Aim: Which lines in the records contain the word "pole"? Show every such line in full, matching case exactly.

Supplied records:

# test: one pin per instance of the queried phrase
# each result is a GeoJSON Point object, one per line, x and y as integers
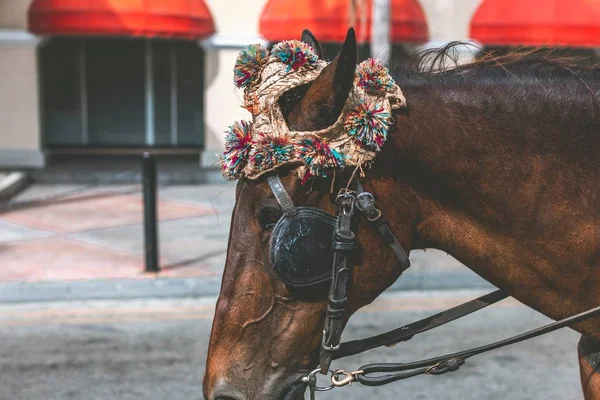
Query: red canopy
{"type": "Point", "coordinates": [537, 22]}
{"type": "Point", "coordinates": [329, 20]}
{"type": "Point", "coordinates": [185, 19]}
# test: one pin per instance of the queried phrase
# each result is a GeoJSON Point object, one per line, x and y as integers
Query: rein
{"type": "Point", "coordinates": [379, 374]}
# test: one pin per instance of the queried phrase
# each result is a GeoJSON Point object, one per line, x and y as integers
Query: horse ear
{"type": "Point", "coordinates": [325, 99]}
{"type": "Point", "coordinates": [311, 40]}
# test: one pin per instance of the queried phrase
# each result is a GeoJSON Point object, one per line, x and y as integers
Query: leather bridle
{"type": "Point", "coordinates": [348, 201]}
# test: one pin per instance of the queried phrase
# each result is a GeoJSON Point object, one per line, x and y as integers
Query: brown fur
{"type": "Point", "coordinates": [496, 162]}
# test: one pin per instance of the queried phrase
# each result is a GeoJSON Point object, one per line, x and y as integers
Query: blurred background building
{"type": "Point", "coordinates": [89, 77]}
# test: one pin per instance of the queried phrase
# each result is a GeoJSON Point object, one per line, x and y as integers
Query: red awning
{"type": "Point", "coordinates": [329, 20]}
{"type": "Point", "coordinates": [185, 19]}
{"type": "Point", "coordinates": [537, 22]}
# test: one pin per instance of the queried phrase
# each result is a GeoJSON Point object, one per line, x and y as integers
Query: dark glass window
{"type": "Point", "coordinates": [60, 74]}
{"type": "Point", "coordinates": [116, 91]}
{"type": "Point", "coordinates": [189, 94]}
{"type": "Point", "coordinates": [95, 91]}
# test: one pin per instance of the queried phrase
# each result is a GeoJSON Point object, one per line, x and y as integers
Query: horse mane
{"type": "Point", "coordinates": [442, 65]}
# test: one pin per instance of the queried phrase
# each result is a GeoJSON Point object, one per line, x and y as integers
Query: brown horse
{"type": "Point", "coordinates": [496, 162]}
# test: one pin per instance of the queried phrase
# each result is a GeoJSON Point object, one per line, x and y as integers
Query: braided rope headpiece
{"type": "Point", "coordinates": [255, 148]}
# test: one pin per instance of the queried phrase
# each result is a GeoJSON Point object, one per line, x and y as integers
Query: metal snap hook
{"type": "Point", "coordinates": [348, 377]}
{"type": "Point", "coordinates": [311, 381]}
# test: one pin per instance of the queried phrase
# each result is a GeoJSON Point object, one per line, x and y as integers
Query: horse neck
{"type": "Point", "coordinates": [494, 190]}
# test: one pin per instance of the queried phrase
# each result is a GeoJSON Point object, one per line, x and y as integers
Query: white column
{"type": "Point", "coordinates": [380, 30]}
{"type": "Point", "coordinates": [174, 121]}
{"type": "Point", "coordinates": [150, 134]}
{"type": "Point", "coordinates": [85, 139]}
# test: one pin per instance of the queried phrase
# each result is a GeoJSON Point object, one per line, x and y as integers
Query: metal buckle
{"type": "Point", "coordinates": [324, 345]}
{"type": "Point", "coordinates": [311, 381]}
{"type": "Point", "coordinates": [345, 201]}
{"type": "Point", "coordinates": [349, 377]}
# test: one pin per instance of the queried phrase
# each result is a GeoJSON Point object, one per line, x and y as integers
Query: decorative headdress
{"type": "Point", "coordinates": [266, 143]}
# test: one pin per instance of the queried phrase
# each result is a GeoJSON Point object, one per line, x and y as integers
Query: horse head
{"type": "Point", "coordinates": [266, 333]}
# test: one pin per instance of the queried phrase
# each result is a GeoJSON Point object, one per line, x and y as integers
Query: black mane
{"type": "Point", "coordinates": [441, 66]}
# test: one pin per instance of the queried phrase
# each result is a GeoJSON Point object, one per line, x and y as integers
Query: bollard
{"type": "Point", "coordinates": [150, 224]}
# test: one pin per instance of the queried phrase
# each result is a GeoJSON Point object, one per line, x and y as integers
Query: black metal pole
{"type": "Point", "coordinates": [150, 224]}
...
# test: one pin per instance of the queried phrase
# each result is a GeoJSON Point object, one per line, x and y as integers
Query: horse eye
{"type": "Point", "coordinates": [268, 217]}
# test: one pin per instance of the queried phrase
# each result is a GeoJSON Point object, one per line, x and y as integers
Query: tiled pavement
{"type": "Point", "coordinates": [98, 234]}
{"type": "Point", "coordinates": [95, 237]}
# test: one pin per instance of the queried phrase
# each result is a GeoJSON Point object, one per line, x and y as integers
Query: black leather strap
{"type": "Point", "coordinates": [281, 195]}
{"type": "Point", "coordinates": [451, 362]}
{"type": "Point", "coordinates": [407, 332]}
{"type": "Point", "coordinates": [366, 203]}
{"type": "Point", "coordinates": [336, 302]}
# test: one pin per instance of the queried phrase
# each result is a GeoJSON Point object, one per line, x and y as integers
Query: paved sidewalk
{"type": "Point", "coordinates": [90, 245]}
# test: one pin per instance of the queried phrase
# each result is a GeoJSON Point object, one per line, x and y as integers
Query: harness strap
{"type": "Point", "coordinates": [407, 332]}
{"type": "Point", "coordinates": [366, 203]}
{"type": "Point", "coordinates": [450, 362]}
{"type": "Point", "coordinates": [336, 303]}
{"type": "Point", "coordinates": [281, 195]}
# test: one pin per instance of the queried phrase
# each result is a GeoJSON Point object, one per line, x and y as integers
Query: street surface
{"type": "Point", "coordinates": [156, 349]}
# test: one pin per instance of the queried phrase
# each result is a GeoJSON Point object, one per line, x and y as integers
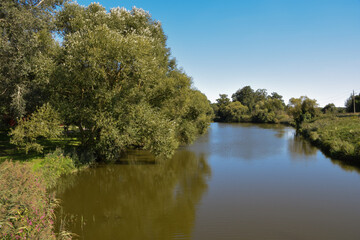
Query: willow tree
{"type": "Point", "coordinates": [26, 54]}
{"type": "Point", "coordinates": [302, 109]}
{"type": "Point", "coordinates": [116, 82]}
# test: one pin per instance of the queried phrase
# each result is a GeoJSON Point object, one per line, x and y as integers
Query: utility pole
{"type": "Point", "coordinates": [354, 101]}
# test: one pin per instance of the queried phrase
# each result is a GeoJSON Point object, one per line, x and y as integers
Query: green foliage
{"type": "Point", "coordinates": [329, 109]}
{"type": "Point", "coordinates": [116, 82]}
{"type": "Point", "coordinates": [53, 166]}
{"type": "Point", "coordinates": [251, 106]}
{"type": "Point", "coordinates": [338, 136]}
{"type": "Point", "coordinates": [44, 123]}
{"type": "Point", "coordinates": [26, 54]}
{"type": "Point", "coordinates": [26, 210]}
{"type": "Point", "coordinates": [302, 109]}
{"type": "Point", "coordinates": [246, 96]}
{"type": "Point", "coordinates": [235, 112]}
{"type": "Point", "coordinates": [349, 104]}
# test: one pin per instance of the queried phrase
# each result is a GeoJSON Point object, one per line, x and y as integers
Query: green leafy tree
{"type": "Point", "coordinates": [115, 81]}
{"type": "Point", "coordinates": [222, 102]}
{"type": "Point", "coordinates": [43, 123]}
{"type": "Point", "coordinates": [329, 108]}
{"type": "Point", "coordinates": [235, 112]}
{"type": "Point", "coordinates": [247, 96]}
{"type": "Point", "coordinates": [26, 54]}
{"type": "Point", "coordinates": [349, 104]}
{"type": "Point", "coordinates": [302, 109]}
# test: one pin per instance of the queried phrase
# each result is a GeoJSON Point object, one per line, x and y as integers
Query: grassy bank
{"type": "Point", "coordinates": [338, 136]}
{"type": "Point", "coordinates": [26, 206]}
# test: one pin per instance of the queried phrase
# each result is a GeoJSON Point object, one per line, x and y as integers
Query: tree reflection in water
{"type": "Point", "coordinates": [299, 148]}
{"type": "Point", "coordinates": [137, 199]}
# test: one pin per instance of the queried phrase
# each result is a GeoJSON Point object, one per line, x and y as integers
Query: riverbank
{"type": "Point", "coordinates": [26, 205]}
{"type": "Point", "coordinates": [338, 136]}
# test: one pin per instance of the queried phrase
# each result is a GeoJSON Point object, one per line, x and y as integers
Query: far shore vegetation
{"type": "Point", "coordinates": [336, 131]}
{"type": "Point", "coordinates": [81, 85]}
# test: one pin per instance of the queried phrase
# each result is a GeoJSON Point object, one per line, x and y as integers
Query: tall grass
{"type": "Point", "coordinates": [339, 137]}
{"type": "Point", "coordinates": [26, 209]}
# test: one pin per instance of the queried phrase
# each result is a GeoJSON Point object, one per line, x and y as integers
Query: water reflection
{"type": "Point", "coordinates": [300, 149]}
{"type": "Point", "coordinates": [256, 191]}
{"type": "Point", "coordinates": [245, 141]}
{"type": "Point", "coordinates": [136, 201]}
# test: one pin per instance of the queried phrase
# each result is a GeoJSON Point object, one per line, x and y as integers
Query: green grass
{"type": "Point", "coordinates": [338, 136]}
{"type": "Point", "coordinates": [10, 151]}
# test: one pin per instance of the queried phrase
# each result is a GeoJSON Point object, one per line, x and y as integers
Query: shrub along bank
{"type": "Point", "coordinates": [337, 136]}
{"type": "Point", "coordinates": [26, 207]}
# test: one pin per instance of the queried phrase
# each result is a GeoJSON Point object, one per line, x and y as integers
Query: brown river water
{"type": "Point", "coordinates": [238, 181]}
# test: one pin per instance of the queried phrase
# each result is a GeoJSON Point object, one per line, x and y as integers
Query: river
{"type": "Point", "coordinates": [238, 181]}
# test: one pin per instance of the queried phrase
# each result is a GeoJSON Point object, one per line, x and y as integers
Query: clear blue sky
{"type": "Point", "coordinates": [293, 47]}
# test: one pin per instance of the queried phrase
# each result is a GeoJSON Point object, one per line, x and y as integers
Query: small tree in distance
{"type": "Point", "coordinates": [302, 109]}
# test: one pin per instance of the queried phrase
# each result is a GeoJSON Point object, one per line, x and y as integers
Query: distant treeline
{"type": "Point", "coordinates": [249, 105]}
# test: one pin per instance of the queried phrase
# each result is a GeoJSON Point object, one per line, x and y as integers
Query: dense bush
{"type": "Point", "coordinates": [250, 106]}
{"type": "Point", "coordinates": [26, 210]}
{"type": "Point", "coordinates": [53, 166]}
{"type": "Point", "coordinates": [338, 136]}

Solution to this exercise:
Query: black metal pole
Query: utility pole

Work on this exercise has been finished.